* START Supplied entries *

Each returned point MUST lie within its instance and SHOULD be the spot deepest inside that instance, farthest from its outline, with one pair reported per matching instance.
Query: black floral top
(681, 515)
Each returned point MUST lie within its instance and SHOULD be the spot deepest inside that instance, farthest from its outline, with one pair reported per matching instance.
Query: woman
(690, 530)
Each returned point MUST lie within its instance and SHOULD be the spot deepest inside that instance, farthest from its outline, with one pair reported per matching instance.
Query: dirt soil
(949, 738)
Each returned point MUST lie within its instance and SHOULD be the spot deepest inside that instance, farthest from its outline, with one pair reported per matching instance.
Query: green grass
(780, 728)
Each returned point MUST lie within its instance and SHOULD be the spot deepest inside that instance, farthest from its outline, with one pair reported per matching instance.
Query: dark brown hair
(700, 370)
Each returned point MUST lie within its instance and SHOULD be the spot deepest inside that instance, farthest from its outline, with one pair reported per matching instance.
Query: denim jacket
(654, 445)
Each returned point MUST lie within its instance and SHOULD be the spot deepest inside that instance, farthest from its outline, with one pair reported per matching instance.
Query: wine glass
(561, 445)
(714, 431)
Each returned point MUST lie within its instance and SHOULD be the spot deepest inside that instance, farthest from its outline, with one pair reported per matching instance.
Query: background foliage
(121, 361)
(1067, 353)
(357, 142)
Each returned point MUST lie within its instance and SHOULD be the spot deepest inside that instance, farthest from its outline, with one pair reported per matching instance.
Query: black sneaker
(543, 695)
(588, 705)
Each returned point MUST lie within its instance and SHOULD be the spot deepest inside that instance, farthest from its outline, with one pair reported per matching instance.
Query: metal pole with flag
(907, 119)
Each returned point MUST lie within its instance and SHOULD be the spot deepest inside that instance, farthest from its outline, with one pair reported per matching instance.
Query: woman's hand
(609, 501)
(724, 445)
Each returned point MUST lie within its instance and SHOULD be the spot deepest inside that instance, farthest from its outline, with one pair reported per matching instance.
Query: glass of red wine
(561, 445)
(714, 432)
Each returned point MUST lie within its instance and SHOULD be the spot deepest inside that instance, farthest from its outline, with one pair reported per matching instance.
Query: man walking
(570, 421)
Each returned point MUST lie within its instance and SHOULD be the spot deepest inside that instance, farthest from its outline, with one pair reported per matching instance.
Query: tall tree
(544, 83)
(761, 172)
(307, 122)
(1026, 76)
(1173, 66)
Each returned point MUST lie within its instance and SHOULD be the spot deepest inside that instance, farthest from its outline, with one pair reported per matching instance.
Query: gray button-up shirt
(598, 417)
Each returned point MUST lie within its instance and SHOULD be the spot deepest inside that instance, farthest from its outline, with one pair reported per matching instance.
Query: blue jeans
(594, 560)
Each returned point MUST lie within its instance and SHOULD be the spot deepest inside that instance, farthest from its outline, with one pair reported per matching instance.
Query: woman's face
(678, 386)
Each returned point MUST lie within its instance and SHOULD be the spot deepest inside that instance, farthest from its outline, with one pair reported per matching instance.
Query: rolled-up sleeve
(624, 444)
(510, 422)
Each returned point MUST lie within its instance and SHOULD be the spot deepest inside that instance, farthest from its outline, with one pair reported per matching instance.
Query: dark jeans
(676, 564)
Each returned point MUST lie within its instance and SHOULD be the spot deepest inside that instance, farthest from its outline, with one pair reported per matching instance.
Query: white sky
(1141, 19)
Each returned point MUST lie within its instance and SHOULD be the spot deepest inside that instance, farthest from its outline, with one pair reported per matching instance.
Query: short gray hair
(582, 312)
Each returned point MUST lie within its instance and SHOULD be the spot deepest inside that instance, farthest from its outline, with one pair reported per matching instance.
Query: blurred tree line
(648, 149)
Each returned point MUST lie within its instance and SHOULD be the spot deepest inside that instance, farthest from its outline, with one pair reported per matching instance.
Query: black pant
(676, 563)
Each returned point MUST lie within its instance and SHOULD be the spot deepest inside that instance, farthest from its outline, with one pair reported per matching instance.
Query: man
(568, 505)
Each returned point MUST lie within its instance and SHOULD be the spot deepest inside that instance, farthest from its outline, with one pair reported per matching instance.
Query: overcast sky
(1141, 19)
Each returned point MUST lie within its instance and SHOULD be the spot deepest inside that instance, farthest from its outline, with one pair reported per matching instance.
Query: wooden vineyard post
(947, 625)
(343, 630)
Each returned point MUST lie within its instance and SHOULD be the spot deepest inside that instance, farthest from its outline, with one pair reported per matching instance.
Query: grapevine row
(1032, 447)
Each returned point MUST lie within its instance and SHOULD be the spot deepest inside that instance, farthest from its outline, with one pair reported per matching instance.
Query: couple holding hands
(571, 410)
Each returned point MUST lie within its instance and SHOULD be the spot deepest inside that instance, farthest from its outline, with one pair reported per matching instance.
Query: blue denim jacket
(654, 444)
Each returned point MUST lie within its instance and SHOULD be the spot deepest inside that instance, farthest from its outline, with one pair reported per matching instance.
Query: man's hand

* END Supplied entries *

[The exercise]
Gather every line of the entries above that contains the word "jacket", keeping in mind that case counts.

[Exercise response]
Query: denim jacket
Query: blue denim jacket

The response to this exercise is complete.